• _TASK DESCRIPTION_: Render all of the material below as a numbered list with one item per line. Omit blank lines and leave the pictures out.

── DATA EXCERPTS

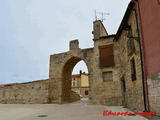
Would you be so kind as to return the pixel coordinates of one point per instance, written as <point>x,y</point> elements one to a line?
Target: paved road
<point>72,111</point>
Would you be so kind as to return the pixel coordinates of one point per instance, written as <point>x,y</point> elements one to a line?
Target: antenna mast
<point>102,15</point>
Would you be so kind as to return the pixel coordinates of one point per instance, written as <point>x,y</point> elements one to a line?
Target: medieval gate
<point>61,66</point>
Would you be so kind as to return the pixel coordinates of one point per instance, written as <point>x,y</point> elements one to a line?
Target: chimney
<point>98,30</point>
<point>80,72</point>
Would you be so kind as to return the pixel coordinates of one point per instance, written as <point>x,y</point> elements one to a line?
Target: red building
<point>149,25</point>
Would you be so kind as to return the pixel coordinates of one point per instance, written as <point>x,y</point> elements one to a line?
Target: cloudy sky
<point>32,30</point>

────

• _ANSWER TO THIS PROBLEM_:
1. Would you be so kind as to return the pixel coordinates of one point per instance, written as <point>x,y</point> elements one to a line?
2. Target: paved road
3. <point>72,111</point>
4. Would you be so kind as to return the pixel coordinates of one point per instance, written as <point>x,y</point> elements one to a line?
5. Target: antenna mast
6. <point>102,15</point>
7. Would you be so kind as to return the pixel coordinates of one point per instance, written as <point>x,y</point> elements one to a line?
8. Target: medieval gate
9. <point>61,66</point>
10. Would you be so kind as to return the pixel coordinates of one point per instance, written as <point>x,y</point> elements one to a line?
11. Target: chimney
12. <point>98,30</point>
13. <point>80,72</point>
14. Would you be so kind as to return the pixel coordinates of one point per instance, written as <point>x,y</point> elements one to a line?
15. Target: red building
16. <point>149,25</point>
17. Would you be so kind as to return the pixel coordinates of one point per instance, written as <point>x,y</point> elements one to a line?
18. Target: cloudy sky
19. <point>32,30</point>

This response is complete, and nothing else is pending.